* ENTRIES:
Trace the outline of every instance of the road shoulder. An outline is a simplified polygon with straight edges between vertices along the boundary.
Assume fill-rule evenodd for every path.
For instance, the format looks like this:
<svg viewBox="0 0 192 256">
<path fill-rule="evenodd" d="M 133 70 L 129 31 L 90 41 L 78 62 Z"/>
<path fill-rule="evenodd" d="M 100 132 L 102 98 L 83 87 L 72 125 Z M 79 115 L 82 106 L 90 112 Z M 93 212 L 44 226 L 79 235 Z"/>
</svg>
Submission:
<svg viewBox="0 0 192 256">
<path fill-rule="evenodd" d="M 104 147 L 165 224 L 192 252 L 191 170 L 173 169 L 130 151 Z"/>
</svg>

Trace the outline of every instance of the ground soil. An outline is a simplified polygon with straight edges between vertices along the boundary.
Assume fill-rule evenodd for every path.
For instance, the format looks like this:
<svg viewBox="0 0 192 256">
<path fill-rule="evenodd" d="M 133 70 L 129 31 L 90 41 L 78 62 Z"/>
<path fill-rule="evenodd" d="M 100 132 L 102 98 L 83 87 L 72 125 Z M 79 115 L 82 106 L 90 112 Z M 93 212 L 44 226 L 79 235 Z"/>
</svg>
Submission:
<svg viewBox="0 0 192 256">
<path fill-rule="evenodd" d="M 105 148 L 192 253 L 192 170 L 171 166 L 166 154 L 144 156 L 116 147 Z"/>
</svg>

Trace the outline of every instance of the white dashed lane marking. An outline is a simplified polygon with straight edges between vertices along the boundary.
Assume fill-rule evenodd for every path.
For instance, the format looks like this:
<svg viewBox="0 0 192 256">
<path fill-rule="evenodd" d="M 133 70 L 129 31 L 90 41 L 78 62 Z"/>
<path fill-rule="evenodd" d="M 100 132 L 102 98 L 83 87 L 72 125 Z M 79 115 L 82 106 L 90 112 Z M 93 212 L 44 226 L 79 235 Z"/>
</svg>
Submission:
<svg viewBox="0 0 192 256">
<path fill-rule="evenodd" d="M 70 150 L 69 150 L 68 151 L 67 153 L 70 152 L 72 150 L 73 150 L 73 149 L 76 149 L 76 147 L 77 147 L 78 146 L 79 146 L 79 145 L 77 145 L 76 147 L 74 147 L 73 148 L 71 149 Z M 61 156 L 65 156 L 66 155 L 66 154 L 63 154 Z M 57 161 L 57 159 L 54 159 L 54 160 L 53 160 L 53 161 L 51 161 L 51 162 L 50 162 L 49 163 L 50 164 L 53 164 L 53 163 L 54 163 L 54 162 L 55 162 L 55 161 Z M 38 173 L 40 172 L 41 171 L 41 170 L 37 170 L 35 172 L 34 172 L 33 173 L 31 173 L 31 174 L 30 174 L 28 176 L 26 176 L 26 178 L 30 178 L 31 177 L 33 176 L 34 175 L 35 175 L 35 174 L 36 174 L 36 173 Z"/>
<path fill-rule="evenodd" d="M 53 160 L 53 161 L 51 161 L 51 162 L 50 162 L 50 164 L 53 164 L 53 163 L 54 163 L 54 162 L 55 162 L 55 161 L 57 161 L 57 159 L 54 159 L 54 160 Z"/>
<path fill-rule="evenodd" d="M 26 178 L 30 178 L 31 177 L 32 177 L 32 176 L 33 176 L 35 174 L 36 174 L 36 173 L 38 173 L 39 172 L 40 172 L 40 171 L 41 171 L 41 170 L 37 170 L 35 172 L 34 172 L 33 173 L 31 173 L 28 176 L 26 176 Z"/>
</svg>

* TASK REQUIREMENTS: Each record above should be output again exactly.

* COMPLETED TASK:
Trace the outline of every instance of the road shoulder. An outline is a simplified polygon with straight edges between vertices along the boundary.
Assume fill-rule evenodd for every path.
For instance, the format looks like this:
<svg viewBox="0 0 192 256">
<path fill-rule="evenodd" d="M 133 70 L 129 31 L 90 41 L 78 62 Z"/>
<path fill-rule="evenodd" d="M 100 132 L 102 98 L 83 87 L 72 125 Z M 79 115 L 82 106 L 90 112 Z M 93 212 L 44 226 L 79 235 Z"/>
</svg>
Submission:
<svg viewBox="0 0 192 256">
<path fill-rule="evenodd" d="M 104 147 L 165 224 L 192 252 L 191 170 L 173 169 L 130 151 Z"/>
</svg>

Trace the outline of every instance of the ground soil. An outline is a simplified polygon with straight edges between vertices along the boundary.
Assume fill-rule evenodd for every path.
For instance, the format looks like this:
<svg viewBox="0 0 192 256">
<path fill-rule="evenodd" d="M 133 70 L 129 31 L 90 41 L 78 62 Z"/>
<path fill-rule="evenodd" d="M 100 132 L 102 98 L 83 87 L 72 125 Z M 79 115 L 82 106 L 90 112 Z M 93 212 L 44 226 L 79 235 Z"/>
</svg>
Submission:
<svg viewBox="0 0 192 256">
<path fill-rule="evenodd" d="M 105 148 L 192 253 L 192 170 L 171 166 L 166 154 L 144 156 L 116 147 Z"/>
</svg>

Trace the outline of every instance of the white dashed lane marking. An outline is a simplified polygon with straight edges between vertices along the boundary.
Assume fill-rule evenodd for every path.
For instance, the format looks like this:
<svg viewBox="0 0 192 256">
<path fill-rule="evenodd" d="M 133 70 L 129 31 L 90 41 L 78 62 Z"/>
<path fill-rule="evenodd" d="M 100 132 L 102 98 L 83 87 L 72 125 Z M 79 115 L 82 106 L 90 112 Z M 93 212 L 44 226 L 79 235 Z"/>
</svg>
Submission:
<svg viewBox="0 0 192 256">
<path fill-rule="evenodd" d="M 70 150 L 69 150 L 68 151 L 67 153 L 70 152 L 72 150 L 73 150 L 73 149 L 76 149 L 76 147 L 77 147 L 78 146 L 79 146 L 79 145 L 77 145 L 76 147 L 74 147 L 73 148 L 71 149 Z M 61 156 L 65 156 L 66 155 L 66 154 L 63 154 Z M 57 161 L 57 159 L 54 159 L 54 160 L 53 160 L 53 161 L 51 161 L 51 162 L 50 162 L 49 163 L 50 164 L 53 164 L 53 163 L 54 163 L 54 162 L 55 162 L 55 161 Z M 38 173 L 40 172 L 41 171 L 41 170 L 37 170 L 35 172 L 34 172 L 33 173 L 31 173 L 31 174 L 30 174 L 28 176 L 26 176 L 26 178 L 30 178 L 31 177 L 33 176 L 34 175 L 35 175 L 35 174 L 36 174 L 36 173 Z"/>
<path fill-rule="evenodd" d="M 53 160 L 53 161 L 51 161 L 51 162 L 50 162 L 50 164 L 53 164 L 53 163 L 54 163 L 54 162 L 55 162 L 55 161 L 57 161 L 57 159 L 54 159 L 54 160 Z"/>
<path fill-rule="evenodd" d="M 26 178 L 30 178 L 31 177 L 32 177 L 32 176 L 33 176 L 35 174 L 36 174 L 36 173 L 38 173 L 39 172 L 40 172 L 40 171 L 41 171 L 41 170 L 37 170 L 35 172 L 34 172 L 33 173 L 31 173 L 28 176 L 26 176 Z"/>
</svg>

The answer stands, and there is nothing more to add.